_Work to be completed_:
Render every line of the items below as a Markdown table with two columns, Row and Line. Number the rows in order and omit any blank lines.

_Data to process_:
* Begin *
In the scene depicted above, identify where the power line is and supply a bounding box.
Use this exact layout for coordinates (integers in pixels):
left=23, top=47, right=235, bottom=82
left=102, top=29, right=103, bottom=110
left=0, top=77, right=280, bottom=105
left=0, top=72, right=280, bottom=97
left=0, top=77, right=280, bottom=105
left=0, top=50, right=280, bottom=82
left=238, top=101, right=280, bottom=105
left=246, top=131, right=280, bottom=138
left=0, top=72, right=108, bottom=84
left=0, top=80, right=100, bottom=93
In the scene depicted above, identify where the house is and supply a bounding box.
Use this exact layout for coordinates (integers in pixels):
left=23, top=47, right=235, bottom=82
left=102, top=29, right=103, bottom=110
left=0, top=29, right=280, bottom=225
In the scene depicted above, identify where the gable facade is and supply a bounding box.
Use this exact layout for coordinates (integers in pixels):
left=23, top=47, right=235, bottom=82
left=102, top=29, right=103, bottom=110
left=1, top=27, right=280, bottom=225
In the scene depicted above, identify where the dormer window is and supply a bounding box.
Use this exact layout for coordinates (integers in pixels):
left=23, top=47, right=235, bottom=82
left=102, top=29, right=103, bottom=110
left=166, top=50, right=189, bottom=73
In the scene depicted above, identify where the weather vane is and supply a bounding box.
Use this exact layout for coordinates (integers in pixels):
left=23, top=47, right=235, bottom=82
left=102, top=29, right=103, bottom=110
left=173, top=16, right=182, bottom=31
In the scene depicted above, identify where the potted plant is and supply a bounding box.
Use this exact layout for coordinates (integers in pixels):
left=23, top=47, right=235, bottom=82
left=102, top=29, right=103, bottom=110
* End *
_Correct answer_:
| Row | Line |
|---|---|
| 1 | In the scene depicted above, identify where the power line is and supply a bounding box. |
| 2 | Use this exact layout for coordinates (integers in pixels): |
| 3 | left=23, top=47, right=235, bottom=82 |
| 4 | left=102, top=29, right=103, bottom=110 |
| 5 | left=0, top=77, right=280, bottom=105 |
| 6 | left=0, top=72, right=280, bottom=97 |
| 7 | left=0, top=77, right=280, bottom=105 |
| 8 | left=0, top=50, right=280, bottom=82 |
| 9 | left=238, top=101, right=280, bottom=105 |
| 10 | left=246, top=131, right=280, bottom=138 |
| 11 | left=0, top=72, right=108, bottom=84 |
| 12 | left=0, top=80, right=100, bottom=93 |
| 13 | In the scene depicted above, identify where the house is and supply a bounding box. |
| 14 | Use this exact layout for coordinates (integers in pixels): |
| 15 | left=23, top=47, right=235, bottom=82 |
| 16 | left=102, top=29, right=103, bottom=110 |
| 17 | left=0, top=29, right=280, bottom=225 |
| 18 | In the scene depicted above, identify where the gable facade is and supply a bounding box. |
| 19 | Use this exact layout for coordinates (integers in pixels): |
| 20 | left=23, top=47, right=235, bottom=82 |
| 21 | left=102, top=29, right=103, bottom=110 |
| 22 | left=1, top=27, right=280, bottom=225 |
| 23 | In the scene depicted above, identify where the dormer window is and supply a bounding box. |
| 24 | Use this exact layout for coordinates (integers in pixels): |
| 25 | left=23, top=47, right=235, bottom=82 |
| 26 | left=102, top=29, right=103, bottom=110 |
| 27 | left=166, top=50, right=189, bottom=73 |
| 28 | In the scene depicted above, identify where the weather vane is and supply a bounding box. |
| 29 | Use this exact layout for coordinates (integers in pixels): |
| 30 | left=23, top=47, right=235, bottom=82 |
| 31 | left=102, top=29, right=103, bottom=110 |
| 32 | left=173, top=16, right=182, bottom=31 |
| 33 | In the scene depicted above, identify where the potted plant is and supply a bounding box. |
| 34 | Use this exact layout for coordinates (integers in pixels): |
| 35 | left=23, top=47, right=235, bottom=82 |
| 36 | left=102, top=29, right=103, bottom=110 |